▶ _Document text_:
****
By: Carl Niehaus
I have known comrade Pule ‘Boutros’ Mlambo for many years. We have always known each other as comrades.
However, at first it was at a distance, being aware of each other and working together for the same objectives, but during the last couple of years we were in a much closer proximity working together as colleagues in the Office of the Secretary General of the ANC – often on the same political projects with the same ultimate goals.
Our increased closeness over the years produced a strong bond of friendship, and comradeship. Ours was one of those unique relationships, where proximity and familiarity did not breed contempt, as that hackneyed old saying goes, but rather resulted in the opposite in the form of respect, care, and protection for each other.
To put it simply: We had each other’s backs. Comrade Pule is one of those rare fellow politicians, and liberation fighters, that I can without hesitation call a true friend and comrade – yes indeed: #FriendshipInComradeship! To say that about a fellow comrade is for me the highest praise, in a sad political environment where pseudo-comrades and betrayers have increasingly become the norm.
Comrade Pule was always a principled man, and a value driven liberation fighter. He personified the incarnation in his person of historical ideological maturity, in an era that increasingly is characterized by the death of ideology and by expediency.
If there was one thing that Pule never was, it is expedient. He was no political jellyfish, he had a backbone of steel! For this, as a man of principle, he paid a heavy price in his political and personal life. He was undermined by far lesser so-called ‘comrades’, and was worked out of political office by charlatans with much lesser ability, who were never even half the human being and revolutionary that he was.
It is a measure of the greatness of the man that Pule never allowed these treacherous experiences – which also had dire personal and financial consequences – to undermine his political commitment, nor made him cynical. He always remained a well balanced and principled political optimist. It was the solidness of his political analyses, and commitment, that always made him stand out as a leader among his comrades.
****
▶ _Dataset rows_:
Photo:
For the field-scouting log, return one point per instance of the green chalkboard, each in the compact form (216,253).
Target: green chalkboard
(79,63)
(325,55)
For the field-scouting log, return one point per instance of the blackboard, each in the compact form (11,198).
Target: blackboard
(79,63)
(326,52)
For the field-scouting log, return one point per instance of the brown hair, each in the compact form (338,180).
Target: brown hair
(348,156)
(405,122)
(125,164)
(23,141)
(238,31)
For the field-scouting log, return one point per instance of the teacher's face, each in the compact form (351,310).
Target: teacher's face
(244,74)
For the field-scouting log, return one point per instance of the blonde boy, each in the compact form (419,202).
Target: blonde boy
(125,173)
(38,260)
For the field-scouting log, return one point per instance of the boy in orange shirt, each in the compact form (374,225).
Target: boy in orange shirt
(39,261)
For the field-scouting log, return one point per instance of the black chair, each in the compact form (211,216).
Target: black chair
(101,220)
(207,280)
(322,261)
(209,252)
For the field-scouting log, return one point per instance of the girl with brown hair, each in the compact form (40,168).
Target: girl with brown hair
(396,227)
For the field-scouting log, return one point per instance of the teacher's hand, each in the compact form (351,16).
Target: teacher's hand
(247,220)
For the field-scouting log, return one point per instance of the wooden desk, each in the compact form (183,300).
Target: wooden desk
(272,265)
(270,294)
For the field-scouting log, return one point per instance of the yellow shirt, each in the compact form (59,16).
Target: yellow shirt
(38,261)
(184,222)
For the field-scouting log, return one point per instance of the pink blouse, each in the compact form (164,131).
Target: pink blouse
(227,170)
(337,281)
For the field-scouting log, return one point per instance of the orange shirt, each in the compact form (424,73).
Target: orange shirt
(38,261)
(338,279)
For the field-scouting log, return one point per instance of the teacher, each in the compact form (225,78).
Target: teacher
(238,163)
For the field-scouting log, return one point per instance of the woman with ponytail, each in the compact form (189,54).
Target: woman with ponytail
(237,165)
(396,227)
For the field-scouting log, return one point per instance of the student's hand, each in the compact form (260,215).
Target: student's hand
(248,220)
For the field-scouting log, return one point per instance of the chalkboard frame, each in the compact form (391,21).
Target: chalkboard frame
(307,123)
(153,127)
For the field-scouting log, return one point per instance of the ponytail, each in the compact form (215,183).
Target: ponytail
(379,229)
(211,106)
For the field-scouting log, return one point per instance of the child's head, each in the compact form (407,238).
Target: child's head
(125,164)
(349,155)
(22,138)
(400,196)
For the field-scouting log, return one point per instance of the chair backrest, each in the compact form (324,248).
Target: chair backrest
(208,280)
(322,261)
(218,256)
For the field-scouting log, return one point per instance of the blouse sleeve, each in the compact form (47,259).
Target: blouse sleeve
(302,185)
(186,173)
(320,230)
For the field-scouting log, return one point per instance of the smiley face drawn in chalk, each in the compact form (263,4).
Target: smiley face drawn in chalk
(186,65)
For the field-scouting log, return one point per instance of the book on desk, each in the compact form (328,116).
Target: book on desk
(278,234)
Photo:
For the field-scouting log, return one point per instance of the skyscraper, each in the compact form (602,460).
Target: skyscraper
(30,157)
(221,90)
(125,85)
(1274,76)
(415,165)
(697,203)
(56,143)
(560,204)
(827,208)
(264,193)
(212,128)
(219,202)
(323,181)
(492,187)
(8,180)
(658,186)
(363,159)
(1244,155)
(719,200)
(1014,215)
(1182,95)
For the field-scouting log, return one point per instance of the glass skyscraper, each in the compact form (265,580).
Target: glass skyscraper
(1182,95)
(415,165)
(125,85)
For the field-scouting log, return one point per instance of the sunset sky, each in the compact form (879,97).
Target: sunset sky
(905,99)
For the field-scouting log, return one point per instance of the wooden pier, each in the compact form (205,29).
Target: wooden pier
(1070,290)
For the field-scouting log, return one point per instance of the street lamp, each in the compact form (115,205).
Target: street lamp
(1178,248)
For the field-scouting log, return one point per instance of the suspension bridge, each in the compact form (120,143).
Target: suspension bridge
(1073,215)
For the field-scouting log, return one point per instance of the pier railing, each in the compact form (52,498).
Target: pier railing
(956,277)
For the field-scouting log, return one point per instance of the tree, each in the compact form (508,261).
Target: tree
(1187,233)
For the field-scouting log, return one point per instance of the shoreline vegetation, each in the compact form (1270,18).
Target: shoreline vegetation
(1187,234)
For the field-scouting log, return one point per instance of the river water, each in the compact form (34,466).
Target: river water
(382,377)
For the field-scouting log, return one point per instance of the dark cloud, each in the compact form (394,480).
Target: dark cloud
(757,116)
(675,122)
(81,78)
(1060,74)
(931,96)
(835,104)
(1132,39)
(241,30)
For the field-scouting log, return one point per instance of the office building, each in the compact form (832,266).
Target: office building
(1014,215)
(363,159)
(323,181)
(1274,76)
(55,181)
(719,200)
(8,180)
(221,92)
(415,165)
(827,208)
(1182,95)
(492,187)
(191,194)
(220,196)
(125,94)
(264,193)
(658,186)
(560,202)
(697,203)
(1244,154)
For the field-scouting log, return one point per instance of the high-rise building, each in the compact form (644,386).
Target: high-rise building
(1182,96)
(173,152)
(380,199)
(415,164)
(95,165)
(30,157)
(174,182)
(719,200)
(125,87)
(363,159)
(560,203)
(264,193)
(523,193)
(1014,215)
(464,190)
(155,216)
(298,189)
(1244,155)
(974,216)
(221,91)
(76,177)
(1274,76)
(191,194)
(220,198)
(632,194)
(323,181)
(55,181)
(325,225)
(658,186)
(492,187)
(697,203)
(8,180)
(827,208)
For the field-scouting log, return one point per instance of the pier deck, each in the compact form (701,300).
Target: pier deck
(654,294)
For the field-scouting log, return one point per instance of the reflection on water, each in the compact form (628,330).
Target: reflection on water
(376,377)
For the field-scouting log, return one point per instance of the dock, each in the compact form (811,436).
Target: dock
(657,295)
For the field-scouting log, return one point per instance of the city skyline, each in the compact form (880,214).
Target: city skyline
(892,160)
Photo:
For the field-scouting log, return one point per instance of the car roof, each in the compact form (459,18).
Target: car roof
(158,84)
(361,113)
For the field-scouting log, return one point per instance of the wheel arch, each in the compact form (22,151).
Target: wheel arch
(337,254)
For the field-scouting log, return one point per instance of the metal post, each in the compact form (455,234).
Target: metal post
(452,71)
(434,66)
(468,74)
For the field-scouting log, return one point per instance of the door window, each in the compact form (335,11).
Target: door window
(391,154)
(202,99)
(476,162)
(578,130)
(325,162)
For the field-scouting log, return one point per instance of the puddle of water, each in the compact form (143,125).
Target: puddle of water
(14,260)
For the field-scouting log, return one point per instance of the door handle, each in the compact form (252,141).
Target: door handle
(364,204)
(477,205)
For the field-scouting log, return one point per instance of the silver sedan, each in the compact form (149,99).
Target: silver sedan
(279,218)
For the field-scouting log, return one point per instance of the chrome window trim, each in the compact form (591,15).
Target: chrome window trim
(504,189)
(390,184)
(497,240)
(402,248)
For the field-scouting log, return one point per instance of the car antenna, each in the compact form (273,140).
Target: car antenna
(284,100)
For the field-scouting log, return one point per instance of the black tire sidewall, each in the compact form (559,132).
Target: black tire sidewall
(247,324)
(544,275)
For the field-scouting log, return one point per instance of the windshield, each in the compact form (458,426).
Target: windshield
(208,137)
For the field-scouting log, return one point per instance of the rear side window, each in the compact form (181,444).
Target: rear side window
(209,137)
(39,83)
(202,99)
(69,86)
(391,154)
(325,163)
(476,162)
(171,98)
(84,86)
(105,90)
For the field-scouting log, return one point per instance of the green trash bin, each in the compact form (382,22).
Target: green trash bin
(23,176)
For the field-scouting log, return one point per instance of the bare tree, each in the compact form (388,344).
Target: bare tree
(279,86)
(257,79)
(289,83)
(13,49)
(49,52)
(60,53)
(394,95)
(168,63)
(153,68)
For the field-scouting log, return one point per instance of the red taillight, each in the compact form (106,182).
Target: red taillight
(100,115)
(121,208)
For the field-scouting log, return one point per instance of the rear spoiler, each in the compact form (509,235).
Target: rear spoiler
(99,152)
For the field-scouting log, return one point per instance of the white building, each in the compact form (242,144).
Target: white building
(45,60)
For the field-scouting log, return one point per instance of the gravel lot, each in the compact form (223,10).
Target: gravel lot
****
▶ _Required tasks_:
**a)** In the tribute to Pule Mlambo, in which office did the author and Mlambo work together as colleagues?
**b)** According to the tribute to Pule Mlambo, what forms did "the opposite" of contempt take? List every one.

▶ _Written answers_:
**a)** The Office of the Secretary General of the ANC.

**b)** Respect, care, and protection for each other.